■ **Requirement**: The response should be an exact copy of the records, with the pictures removed.

■ **Point-per-instance localization data**:
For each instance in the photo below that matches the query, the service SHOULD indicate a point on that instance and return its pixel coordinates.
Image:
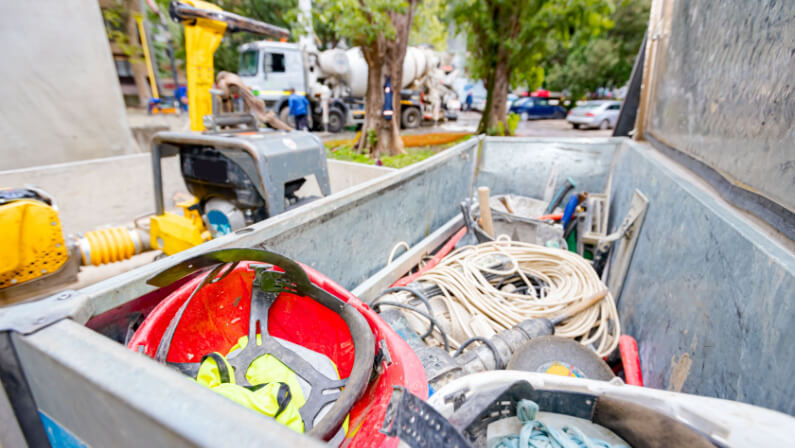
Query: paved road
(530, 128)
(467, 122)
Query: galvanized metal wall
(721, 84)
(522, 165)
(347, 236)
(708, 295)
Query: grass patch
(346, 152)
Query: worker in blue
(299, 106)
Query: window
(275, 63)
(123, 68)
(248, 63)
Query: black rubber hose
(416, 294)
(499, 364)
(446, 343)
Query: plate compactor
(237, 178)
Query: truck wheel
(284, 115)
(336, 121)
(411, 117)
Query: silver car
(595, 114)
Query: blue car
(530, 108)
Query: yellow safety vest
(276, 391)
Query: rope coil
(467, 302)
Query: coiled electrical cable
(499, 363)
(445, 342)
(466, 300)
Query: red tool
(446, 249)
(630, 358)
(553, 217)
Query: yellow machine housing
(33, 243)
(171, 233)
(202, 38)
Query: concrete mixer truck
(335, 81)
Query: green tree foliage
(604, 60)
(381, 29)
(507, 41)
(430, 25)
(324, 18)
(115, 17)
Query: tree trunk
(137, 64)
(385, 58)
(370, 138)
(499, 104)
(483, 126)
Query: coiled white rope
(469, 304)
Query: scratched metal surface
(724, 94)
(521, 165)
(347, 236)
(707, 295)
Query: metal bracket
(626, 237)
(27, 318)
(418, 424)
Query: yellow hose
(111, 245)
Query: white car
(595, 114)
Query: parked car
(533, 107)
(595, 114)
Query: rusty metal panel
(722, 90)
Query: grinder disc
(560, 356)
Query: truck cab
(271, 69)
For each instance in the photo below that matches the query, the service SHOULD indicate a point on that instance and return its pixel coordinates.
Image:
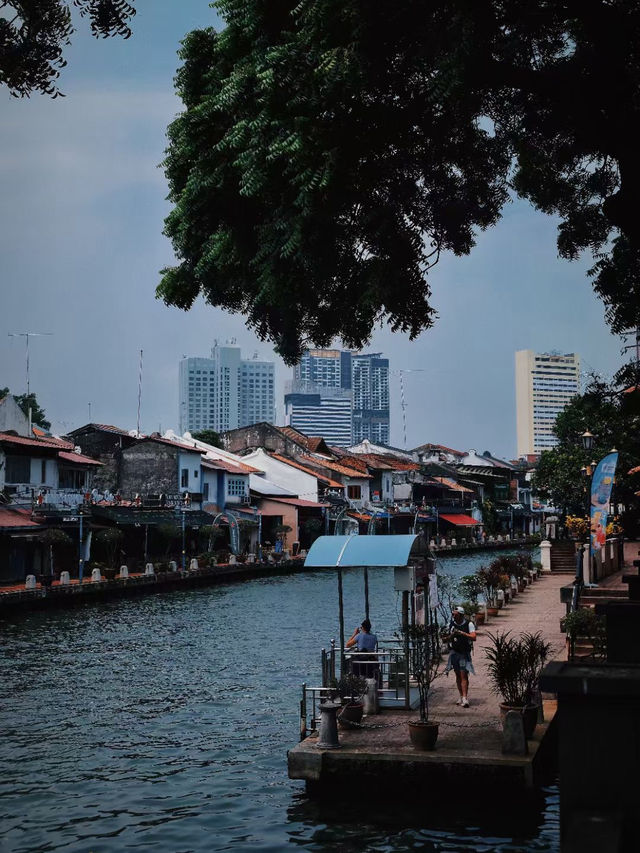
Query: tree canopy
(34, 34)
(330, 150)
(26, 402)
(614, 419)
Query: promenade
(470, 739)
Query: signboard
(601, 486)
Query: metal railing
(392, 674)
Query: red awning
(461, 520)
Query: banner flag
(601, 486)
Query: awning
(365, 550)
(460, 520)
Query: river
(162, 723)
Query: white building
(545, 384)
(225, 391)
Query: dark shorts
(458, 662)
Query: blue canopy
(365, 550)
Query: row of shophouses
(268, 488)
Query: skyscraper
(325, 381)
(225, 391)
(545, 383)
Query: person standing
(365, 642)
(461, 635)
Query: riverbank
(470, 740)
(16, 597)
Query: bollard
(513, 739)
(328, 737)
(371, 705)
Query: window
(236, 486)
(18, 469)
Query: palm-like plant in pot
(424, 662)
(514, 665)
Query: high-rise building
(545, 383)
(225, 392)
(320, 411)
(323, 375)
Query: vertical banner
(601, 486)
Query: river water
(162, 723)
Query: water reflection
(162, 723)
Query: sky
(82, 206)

■ **Finished exercise**:
For each instance in the photo below that matches the query, the service SHOULD indicate a point on that instance and return its pixel coordinates.
Image:
Query: paved road
(530, 128)
(467, 122)
Query: galvanized metal wall
(721, 84)
(522, 165)
(347, 236)
(708, 295)
Query: grass patch
(346, 152)
Query: worker in blue
(299, 106)
Query: window
(275, 63)
(123, 68)
(248, 63)
Query: black rubber hose
(416, 294)
(499, 364)
(446, 343)
Query: plate compactor
(237, 178)
Query: truck wheel
(284, 115)
(336, 121)
(411, 117)
Query: silver car
(595, 114)
Query: blue car
(530, 108)
Query: yellow safety vest
(276, 391)
Query: rope coil
(467, 302)
Query: coiled electrical cable
(499, 363)
(445, 342)
(466, 300)
Query: red tool
(446, 249)
(630, 358)
(553, 217)
Query: yellow machine housing
(33, 243)
(171, 233)
(202, 38)
Query: concrete mixer truck
(335, 81)
Query: green tree foliage
(604, 60)
(381, 29)
(507, 41)
(430, 25)
(324, 18)
(115, 17)
Query: tree trunk
(137, 64)
(385, 58)
(370, 138)
(499, 104)
(483, 126)
Query: coiled white rope
(469, 304)
Query: scratched metal surface
(724, 94)
(521, 165)
(347, 236)
(707, 295)
Query: metal bracket
(626, 237)
(27, 318)
(418, 424)
Query: yellow hose
(111, 245)
Query: white car
(595, 114)
Query: parked car
(533, 107)
(595, 114)
Query: rusty metal panel
(722, 90)
Query: grinder disc
(560, 356)
Query: truck cab
(271, 69)
For each instance in the photo below that matches the query, the service SHOULD indicate a point on that instance and return its pixel coordinates.
Image:
Query: tree canopy
(34, 34)
(330, 150)
(26, 402)
(614, 419)
Query: promenade
(470, 739)
Query: signboard
(601, 486)
Query: metal railing
(392, 674)
Query: red awning
(461, 520)
Query: banner flag
(601, 486)
Query: awning
(365, 550)
(460, 520)
Query: river
(162, 723)
Query: white building
(545, 384)
(225, 391)
Query: dark shorts
(458, 662)
Query: blue canopy
(365, 550)
Query: row of shophouses
(268, 488)
Query: skyscraper
(325, 381)
(225, 391)
(545, 383)
Query: person standing
(365, 642)
(461, 635)
Query: riverbank
(470, 740)
(16, 597)
Query: bollard
(513, 739)
(328, 737)
(371, 705)
Query: window
(236, 486)
(18, 469)
Query: palm-like plant in pot
(424, 662)
(514, 665)
Query: high-rise building
(545, 383)
(225, 392)
(320, 411)
(323, 375)
Query: vertical banner
(601, 486)
Query: river water
(162, 723)
Query: water reflection
(162, 723)
Query: sky
(82, 206)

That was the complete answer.